Records supplied:
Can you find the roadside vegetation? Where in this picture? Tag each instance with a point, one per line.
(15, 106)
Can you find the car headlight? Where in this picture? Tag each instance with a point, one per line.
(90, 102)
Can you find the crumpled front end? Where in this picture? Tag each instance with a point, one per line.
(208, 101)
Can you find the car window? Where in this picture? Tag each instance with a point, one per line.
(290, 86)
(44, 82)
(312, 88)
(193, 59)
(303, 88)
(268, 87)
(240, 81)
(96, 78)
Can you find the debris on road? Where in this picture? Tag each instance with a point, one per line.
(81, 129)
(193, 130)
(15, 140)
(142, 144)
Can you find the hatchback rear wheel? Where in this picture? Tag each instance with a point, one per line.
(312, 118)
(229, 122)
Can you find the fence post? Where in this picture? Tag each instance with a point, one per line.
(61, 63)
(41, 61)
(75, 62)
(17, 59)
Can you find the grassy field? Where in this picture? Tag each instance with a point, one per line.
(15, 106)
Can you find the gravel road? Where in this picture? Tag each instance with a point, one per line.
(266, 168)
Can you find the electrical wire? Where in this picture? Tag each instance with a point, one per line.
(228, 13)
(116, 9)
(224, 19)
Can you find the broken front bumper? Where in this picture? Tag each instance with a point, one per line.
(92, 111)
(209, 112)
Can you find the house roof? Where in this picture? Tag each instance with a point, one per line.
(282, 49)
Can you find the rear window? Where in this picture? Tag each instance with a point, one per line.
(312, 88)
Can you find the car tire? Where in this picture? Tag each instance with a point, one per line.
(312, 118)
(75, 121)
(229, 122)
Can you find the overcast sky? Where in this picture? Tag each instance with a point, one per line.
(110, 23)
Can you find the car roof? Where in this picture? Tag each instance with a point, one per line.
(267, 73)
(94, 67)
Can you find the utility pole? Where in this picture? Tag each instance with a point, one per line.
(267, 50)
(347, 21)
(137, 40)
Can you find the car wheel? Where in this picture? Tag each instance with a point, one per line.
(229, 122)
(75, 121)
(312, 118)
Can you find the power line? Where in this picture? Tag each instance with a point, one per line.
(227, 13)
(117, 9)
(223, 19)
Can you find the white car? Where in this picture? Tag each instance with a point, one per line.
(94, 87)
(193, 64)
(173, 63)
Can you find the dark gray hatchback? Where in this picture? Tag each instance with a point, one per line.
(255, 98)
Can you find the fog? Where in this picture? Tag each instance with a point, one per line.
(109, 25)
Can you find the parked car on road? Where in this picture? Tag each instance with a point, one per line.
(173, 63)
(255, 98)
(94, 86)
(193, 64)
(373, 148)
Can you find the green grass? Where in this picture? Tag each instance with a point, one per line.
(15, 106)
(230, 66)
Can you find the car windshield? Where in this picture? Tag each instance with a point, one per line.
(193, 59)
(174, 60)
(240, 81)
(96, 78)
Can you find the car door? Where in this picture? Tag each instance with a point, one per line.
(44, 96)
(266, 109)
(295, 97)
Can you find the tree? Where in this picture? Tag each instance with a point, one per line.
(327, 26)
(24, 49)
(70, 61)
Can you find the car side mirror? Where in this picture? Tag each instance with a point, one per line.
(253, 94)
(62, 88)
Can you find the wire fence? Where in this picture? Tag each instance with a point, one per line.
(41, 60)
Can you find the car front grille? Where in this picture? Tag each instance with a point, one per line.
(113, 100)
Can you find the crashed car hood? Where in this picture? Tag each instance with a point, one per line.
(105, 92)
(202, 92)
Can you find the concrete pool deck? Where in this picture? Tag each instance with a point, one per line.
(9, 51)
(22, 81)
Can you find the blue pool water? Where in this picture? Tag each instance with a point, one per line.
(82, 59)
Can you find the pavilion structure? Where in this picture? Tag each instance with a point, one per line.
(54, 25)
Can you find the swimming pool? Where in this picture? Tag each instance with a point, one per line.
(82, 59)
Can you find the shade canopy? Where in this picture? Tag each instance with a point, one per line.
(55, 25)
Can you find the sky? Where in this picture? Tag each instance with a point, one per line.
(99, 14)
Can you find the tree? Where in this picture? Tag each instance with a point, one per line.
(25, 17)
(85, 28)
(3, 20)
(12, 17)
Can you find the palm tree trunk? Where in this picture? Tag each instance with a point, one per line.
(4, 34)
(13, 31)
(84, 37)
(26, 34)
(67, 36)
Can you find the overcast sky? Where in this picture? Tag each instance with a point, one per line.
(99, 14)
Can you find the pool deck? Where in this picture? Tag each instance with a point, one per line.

About this exercise:
Could you repeat all of the material above exactly?

Task answer:
Can you find the roadside vegetation? Where in this picture? Tag each instance with a point, one per line.
(15, 106)
Can you find the car headlight? Where in this picture? Tag each instance with a point, one per line.
(90, 102)
Can you find the crumpled front end? Where in this picture? Tag each instance with a point, one per line.
(208, 101)
Can you find the car window? Where in this picture? Tag each instance with a point, one per line.
(290, 86)
(44, 82)
(312, 88)
(193, 59)
(303, 88)
(268, 87)
(240, 81)
(96, 78)
Can you find the debris on road? Where in this picture? Tag each instance with a point, one per line.
(81, 129)
(193, 130)
(15, 140)
(142, 144)
Can you find the hatchback rear wheel? Where in this picture? Tag each instance with a point, one per line.
(312, 118)
(229, 122)
Can you find the fence post? Where in this picture? Tag each instance with a point, one per line.
(61, 63)
(41, 61)
(75, 62)
(17, 59)
Can you find the grassy field? Where in this picture? Tag each instance with a point, one per line.
(15, 106)
Can you find the gravel road? Where in this picture? Tag each instance with a point, one per line.
(266, 168)
Can you find the electrical wire? Where in this picture? Tag each instance with a point, one per line.
(228, 13)
(116, 9)
(224, 19)
Can you find the broken front bumper? Where in this picture? Tag each instance with a point, one per line.
(92, 111)
(209, 112)
Can you find the house roof? Where in this picture? Tag each instance with a point, one per line.
(282, 49)
Can you find the rear window? Where in this picture? Tag each instance with a point, one per line.
(312, 88)
Can you find the car tire? Where in this picture? Tag each instance with a point, one per line.
(312, 118)
(75, 121)
(229, 122)
Can you find the overcast sky? Where in this picture? Tag each instance with a point, one per line.
(110, 23)
Can you find the car roof? Where in this picture? Tag each instance with a point, one per line.
(267, 73)
(94, 67)
Can you find the utility pole? Where in this picture? Tag each instance with a point, one per line.
(267, 50)
(347, 21)
(137, 40)
Can you find the car wheel? Where in this picture? Tag each instance with a point, one per line.
(229, 122)
(75, 121)
(312, 118)
Can you find the power line? Where in this picture? Tag each instance with a point, one per line.
(227, 13)
(117, 9)
(223, 19)
Can you find the white car? Where in this picture? Tag each instance with a point, one per line.
(94, 87)
(193, 64)
(173, 63)
Can you find the dark gray hatchback? Where in this picture? Tag each instance with a point, one per line.
(255, 98)
Can you find the fog? Where in this picture? Tag each instance with a point, one per line.
(109, 25)
Can you find the parked car on road? Where in this picture? Tag each instance with a point, one per line.
(173, 63)
(255, 98)
(94, 86)
(193, 64)
(373, 148)
Can you find the green grass? Where in this picture? Tag each instance with a point, one per line.
(15, 106)
(230, 66)
Can you find the car windshield? Where in this picture? Tag each instance with a point, one per line.
(193, 59)
(174, 60)
(240, 81)
(96, 78)
Can you find the car door? Where in this picture? Tag each instance with a point, one per line.
(44, 96)
(266, 109)
(295, 97)
Can you find the tree? Where in this picture? Tag each instance with a point, one per line.
(327, 26)
(24, 49)
(70, 61)
Can you find the car side mirror? Where in this picture? Tag each instance with a point, one per line.
(253, 94)
(62, 88)
Can you find the wire fence? Where in this picture? Tag each instance with a point, one per line.
(41, 60)
Can you find the car front grille? Where in this picture? Tag each instance with a point, one per line.
(113, 100)
Can you find the crashed car hood? Where in this picture? Tag each instance with a point, one per line.
(105, 92)
(202, 92)
Can you find the concrete pool deck? Where in this picture? Tag each instance with a point, one per line.
(9, 51)
(22, 81)
Can you find the blue pool water? Where in this picture? Tag each instance with a point, one per line.
(82, 59)
Can you find the pavilion structure? Where in this picture? Tag each instance with a point, one per line.
(54, 25)
Can you find the swimming pool? Where in this picture? Tag each instance with a point, one per line.
(82, 59)
Can you find the shade canopy? Where in this picture? Tag each instance with a point, one per line.
(55, 25)
Can you find the sky? Where in this picture? Tag each instance with a point, one per line.
(99, 14)
Can you find the tree? Where in this picture? Tag each instance with a point, one per line.
(25, 17)
(85, 28)
(3, 20)
(12, 17)
Can you find the palm tree trunk? Where in this picture? Tag each instance with a point, one per line.
(4, 34)
(13, 31)
(84, 37)
(26, 34)
(67, 36)
Can you find the overcast sky? Where in this picture? Tag each instance with a point, one per line.
(99, 14)
Can you find the pool deck? Where in this picture? Tag each instance with a point, one per line.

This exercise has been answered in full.